Text segment —
________________________________________

2. ID.; ID.; DELIVERY OF DEEDS. — The delivery of a deed to the agent of the vendee, with no intention to part with the title, does not take the case out of the Statute of Frauds.


D E C I S I O N


OSTRAND, J. :


The plaintiff alleges that on February 11, 1922, the defendant offered to purchase from him a strong material house, No. 1210, Calle Dagupan, situated on the land of the defendant, for the sum of P3,700; that the plaintiff accepted the offer and in pursuance thereof executed a deed of sale of the house in favor of the defendant, but that upon the presentation of the deed to the defendant the latter refused, and still refuses, to pay the purchase price.

The defendant’s answer denies generally the allegations of the complaint and sets up as a special defense that the agreement referred to by the plaintiff was not in writing and therefore is not enforcible under the Statute of Frauds.

It appears from the evidence that on February 2, 1922, the general manager of the defendant company addressed a communication to Mr. J. C. Miller, the right-of-way- agent of the same company, asking for full information about two houses of strong material situated on Calle Dagupan and inquiring if the purchase of the houses would be advantageous for the purposes of the company.

On February 7th Miller returned the communication to the general manager with the following endorsement:jgc:chanrobles.com.ph

"MANILA RAILROAD COMPANY

"MANILA, P. I.

"1st Indorsement

"Feb. 7. 1922.

________________________________________

Material —
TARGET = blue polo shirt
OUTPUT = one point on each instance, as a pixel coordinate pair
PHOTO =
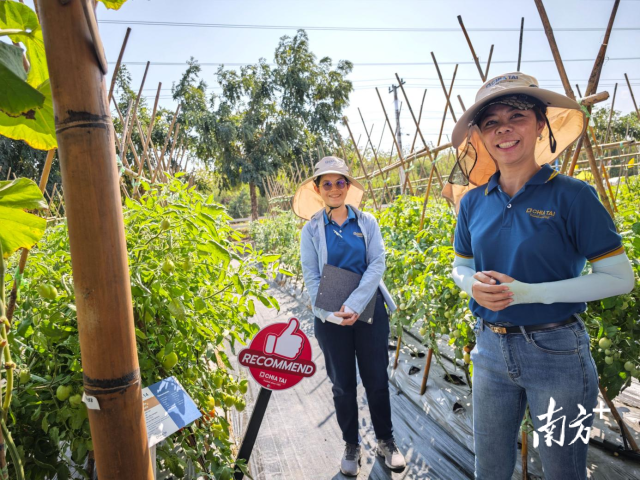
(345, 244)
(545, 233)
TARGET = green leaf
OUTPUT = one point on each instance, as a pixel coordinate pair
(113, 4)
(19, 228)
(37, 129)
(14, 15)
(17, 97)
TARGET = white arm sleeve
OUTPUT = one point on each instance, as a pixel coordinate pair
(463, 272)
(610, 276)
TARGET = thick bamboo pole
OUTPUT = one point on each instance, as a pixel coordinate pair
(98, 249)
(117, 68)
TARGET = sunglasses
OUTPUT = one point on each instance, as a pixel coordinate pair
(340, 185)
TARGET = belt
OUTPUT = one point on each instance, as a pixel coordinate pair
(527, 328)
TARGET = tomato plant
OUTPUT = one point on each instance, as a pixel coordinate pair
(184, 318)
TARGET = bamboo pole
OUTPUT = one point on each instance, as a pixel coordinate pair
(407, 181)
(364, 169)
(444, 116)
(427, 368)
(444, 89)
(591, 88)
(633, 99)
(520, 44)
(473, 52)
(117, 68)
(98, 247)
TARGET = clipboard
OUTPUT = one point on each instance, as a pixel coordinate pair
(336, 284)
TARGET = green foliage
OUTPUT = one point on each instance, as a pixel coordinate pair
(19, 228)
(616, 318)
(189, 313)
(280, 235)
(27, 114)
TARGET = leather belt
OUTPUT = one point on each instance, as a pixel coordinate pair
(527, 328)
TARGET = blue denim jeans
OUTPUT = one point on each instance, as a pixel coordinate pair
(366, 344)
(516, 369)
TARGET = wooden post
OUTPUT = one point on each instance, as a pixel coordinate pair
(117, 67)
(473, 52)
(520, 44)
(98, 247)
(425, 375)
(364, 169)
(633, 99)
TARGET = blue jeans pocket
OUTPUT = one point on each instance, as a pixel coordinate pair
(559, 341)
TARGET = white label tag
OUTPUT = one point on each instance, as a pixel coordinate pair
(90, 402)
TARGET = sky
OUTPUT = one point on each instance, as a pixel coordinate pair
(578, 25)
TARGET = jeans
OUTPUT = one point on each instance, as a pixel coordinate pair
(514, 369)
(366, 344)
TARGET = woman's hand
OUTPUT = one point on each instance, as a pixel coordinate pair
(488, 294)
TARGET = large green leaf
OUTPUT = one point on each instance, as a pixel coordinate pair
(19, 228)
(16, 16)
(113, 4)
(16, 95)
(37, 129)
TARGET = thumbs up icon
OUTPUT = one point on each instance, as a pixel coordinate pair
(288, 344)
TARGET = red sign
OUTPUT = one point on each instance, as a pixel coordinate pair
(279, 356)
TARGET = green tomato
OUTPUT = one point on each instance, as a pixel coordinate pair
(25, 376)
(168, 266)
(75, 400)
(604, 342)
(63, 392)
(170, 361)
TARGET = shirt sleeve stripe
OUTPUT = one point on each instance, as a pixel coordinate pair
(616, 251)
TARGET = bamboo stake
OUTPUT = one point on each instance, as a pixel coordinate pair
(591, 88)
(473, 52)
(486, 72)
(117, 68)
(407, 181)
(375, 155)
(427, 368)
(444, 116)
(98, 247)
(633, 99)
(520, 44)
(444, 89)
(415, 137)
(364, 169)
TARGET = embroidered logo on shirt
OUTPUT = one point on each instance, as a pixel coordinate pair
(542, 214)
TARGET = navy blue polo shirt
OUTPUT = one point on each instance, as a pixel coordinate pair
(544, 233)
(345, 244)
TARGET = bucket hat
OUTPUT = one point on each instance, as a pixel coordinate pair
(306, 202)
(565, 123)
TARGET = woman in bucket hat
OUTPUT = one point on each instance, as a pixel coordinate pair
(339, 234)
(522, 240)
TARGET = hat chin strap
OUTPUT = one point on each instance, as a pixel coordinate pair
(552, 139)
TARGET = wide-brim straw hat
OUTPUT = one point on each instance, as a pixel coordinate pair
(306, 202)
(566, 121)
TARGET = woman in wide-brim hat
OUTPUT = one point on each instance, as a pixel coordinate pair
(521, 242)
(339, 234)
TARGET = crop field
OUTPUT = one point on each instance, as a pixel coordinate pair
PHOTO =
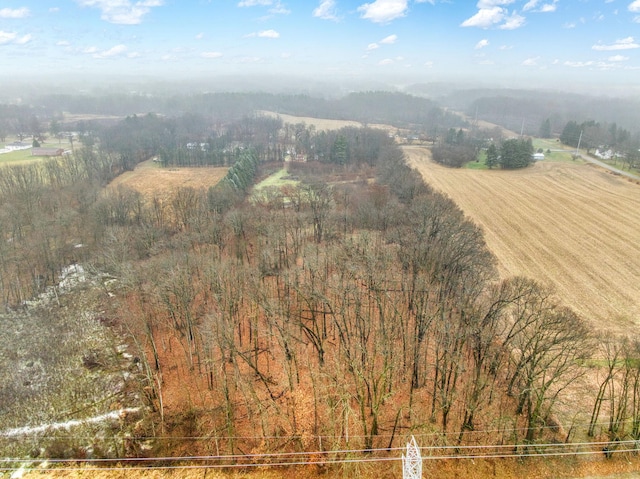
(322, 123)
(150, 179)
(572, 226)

________________________________________

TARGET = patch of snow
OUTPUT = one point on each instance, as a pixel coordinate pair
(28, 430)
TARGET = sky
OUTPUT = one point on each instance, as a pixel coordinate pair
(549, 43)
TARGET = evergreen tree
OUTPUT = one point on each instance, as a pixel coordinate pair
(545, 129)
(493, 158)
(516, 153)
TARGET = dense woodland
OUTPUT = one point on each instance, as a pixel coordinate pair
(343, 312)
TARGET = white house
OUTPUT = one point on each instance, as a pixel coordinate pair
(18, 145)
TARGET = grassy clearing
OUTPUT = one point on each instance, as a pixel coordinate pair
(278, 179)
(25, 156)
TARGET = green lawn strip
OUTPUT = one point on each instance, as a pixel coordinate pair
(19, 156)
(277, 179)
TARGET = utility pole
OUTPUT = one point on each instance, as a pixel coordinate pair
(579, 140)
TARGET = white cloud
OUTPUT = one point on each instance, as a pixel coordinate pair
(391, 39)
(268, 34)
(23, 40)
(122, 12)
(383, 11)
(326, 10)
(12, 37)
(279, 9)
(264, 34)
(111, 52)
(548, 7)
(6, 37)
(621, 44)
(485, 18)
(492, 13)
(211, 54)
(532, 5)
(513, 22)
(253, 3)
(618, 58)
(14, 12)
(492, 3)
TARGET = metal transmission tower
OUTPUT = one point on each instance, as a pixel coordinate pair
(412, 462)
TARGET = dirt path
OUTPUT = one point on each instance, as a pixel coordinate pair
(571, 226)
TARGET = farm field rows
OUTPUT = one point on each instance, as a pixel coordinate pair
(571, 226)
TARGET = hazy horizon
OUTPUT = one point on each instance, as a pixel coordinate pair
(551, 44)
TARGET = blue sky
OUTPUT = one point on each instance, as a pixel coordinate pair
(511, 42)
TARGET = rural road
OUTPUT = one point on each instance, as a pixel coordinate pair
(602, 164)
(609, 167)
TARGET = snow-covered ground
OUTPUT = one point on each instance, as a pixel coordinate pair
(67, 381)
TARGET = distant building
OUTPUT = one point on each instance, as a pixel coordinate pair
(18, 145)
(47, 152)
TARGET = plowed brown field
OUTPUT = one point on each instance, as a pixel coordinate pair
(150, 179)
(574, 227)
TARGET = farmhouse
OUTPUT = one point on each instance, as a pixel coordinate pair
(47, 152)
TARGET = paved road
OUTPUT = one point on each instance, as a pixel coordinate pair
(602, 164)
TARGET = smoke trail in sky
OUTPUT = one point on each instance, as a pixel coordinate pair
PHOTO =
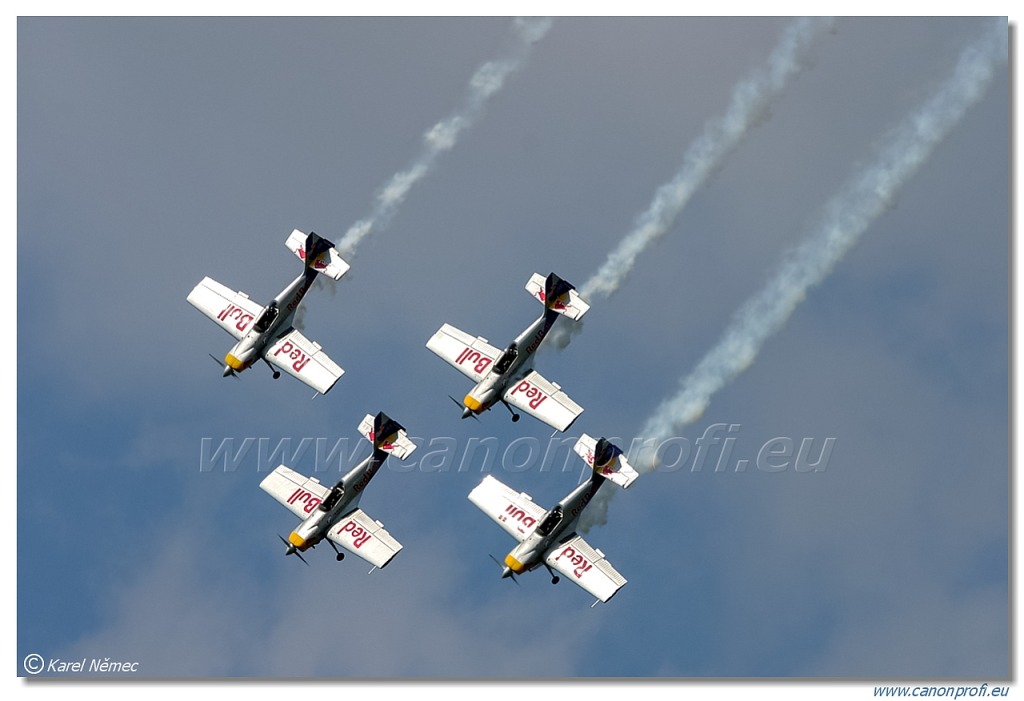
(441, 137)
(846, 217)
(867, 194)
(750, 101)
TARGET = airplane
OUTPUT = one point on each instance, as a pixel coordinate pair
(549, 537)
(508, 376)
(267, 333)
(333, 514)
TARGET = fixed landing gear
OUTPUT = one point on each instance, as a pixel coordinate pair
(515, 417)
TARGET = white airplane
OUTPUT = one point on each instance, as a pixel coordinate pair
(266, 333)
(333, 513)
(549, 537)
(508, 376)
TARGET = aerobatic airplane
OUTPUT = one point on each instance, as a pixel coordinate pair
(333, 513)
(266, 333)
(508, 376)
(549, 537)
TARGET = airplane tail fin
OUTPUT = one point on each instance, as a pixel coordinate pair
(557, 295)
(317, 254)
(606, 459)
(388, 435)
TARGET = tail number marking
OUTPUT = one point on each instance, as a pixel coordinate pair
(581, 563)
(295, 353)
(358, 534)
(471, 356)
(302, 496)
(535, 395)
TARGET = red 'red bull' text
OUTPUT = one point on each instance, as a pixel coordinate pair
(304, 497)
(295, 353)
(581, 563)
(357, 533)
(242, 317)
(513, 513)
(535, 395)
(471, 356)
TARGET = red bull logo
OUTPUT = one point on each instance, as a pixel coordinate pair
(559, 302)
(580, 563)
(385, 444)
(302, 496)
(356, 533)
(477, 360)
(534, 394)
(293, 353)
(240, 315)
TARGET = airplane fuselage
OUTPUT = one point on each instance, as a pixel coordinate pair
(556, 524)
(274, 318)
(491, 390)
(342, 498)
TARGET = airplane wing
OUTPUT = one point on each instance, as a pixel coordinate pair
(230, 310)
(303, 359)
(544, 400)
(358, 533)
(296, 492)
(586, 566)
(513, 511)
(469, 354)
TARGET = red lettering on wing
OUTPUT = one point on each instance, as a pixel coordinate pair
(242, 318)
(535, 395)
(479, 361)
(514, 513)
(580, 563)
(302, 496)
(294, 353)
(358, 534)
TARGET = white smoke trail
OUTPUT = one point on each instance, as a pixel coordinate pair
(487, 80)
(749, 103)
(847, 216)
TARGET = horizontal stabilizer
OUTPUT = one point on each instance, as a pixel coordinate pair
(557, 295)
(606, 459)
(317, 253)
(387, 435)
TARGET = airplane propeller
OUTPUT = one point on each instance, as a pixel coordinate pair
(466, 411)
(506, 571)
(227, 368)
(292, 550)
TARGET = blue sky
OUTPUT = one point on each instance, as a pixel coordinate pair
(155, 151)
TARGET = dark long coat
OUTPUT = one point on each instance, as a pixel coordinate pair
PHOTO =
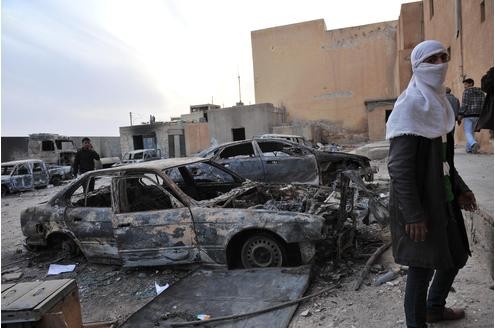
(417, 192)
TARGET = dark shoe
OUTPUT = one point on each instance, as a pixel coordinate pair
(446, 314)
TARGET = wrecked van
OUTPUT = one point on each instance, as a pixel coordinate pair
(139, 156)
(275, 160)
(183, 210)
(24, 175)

________________________________________

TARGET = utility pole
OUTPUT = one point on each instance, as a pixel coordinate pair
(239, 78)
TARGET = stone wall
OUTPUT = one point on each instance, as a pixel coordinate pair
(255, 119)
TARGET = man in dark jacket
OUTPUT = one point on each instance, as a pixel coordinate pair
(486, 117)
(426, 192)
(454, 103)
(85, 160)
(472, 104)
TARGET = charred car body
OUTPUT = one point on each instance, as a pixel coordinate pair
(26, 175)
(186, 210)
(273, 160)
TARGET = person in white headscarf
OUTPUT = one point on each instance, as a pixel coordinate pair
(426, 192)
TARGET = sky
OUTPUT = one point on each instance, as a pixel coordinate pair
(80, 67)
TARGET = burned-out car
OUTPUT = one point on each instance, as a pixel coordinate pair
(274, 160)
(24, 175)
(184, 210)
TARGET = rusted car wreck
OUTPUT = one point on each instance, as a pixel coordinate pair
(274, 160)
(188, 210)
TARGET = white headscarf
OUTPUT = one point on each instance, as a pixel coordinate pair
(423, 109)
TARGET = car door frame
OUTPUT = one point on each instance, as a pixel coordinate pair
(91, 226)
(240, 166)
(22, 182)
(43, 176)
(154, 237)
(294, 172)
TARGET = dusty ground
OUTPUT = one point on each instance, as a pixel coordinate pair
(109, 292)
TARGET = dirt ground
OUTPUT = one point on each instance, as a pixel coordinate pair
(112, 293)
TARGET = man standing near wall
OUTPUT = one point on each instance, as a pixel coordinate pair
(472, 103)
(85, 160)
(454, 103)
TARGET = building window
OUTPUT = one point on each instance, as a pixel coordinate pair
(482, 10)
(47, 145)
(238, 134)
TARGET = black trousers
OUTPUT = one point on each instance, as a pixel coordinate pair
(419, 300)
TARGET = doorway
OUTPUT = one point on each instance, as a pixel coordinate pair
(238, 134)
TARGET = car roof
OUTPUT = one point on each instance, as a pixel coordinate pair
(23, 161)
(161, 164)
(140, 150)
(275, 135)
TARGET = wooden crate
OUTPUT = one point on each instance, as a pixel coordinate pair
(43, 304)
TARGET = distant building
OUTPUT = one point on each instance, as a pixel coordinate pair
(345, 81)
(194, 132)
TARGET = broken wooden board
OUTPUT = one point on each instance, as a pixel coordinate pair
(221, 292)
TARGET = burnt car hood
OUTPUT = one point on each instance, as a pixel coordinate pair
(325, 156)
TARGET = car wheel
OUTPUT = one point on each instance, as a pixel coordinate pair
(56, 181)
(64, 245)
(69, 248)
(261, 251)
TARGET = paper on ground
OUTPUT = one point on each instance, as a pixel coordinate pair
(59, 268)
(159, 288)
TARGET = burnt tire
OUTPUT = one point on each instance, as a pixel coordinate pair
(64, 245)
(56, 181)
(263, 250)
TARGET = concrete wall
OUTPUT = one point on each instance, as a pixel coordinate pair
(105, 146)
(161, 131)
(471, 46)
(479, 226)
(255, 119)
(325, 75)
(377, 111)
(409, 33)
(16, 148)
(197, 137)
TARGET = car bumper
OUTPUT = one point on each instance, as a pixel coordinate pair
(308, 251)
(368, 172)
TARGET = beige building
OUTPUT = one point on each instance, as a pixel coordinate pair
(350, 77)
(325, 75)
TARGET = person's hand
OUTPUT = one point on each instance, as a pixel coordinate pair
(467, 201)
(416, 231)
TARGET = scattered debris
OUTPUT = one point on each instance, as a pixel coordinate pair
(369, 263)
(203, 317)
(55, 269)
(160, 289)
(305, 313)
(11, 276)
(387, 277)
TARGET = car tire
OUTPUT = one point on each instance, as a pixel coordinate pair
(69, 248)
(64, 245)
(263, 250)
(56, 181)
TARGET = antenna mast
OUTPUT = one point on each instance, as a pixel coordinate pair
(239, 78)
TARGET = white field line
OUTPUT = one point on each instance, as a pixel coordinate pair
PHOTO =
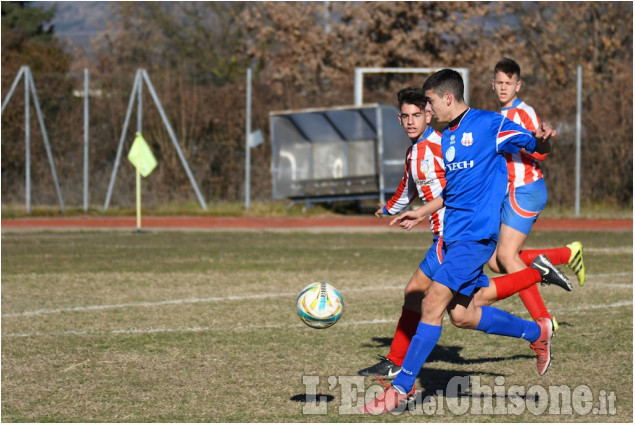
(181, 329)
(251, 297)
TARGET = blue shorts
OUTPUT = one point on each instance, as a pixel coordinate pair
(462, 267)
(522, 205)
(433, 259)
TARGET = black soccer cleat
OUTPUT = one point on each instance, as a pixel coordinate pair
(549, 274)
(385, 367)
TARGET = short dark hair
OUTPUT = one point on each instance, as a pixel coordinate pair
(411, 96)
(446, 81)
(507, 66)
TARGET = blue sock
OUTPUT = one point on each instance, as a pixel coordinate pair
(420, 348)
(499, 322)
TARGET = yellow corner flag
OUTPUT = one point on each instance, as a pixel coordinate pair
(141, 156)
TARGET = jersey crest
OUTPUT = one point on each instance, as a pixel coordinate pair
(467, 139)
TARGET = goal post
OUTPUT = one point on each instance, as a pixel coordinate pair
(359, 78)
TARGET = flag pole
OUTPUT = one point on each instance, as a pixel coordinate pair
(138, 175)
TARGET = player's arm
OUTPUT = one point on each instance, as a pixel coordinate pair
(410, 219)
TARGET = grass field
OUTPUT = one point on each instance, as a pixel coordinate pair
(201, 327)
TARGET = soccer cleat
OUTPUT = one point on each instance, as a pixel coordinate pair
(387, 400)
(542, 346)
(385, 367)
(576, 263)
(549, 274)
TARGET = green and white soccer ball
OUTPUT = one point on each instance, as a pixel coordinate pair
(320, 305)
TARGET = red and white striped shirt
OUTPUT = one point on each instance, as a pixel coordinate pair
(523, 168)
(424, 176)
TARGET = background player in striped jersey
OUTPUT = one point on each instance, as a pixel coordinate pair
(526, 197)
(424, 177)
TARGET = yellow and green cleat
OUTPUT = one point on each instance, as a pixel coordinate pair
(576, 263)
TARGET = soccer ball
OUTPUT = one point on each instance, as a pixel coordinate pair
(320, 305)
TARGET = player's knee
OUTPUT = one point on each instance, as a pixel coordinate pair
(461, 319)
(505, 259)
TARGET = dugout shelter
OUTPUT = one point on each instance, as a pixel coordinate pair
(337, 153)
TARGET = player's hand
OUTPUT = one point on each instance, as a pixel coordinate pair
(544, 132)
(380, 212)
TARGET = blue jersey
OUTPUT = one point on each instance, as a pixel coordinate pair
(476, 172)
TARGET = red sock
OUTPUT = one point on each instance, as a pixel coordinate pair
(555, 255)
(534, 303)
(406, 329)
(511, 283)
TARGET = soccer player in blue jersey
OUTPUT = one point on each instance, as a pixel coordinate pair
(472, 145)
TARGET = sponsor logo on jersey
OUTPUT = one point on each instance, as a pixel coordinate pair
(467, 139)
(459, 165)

________________________________________

To be done —
1. Render this sentence from the court decision on the Calle Dagupan house sale into Spanish: "The delivery of a deed to the agent of the vendee, with no intention to part with the title, does not take the case out of the Statute of Frauds."
2. Reproduce the part of the court decision that opens with the words containing "D E C I S I" and closes with "under the Statute of Frauds.".
3. Resume the court decision on the Calle Dagupan house sale from the point where it stops.
The lines are separate material from the court decision.

Set of answers —
1. La entrega de una escritura al agente del comprador, sin intención de desprenderse del título, no excluye el caso del Estatuto de Fraudes.

2.
D E C I S I O N


OSTRAND, J. :


The plaintiff alleges that on February 11, 1922, the defendant offered to purchase from him a strong material house, No. 1210, Calle Dagupan, situated on the land of the defendant, for the sum of P3,700; that the plaintiff accepted the offer and in pursuance thereof executed a deed of sale of the house in favor of the defendant, but that upon the presentation of the deed to the defendant the latter refused, and still refuses, to pay the purchase price.

The defendant’s answer denies generally the allegations of the complaint and sets up as a special defense that the agreement referred to by the plaintiff was not in writing and therefore is not enforcible under the Statute of Frauds.

3.
"Respectfully returned to the General Manager, with the information that the property in question has cost the Company up to date P20,801 and is situated on Calle Dagupan forming a part of our main terminal property and has an area of 1,437.10 square meters. There is attached a blue print on which the property in question is bordered red; the numbers 10 and 11 on attached print represent the two (2) buildings proposed to be bought and their street numbers are 1200 and 1210, respectively. The building located at 1210 Calle Dagupan is now rented out for P70 a month, and is the building assessed at P3,700; the other building numbered 1200 is a similar structure and could be rented at about the same figure as the other.

"If theses houses were not rented out, it is thought that they could be used advantageously for Company purpose.

(Sgd.) "J. C. MILLER

"Right of Way Agent."cralaw virtua1aw library

On February 9th the general manager endorsed the communication as follows:jgc:chanrobles.com.ph

"EXECUTIVE DEPARTMENT

"MANILA

"2d Indorsement

"February 9, 1922.

"Respectfully returned to the Right-of-Way Agent, authorizing the purchase of the two houses in question, at the prices not to exceed those stated in the Memorandum to the General Manager dated January 31, 1922, attached hereto.

(Sgd.) "H. B. McCOY

"Acting General Manager"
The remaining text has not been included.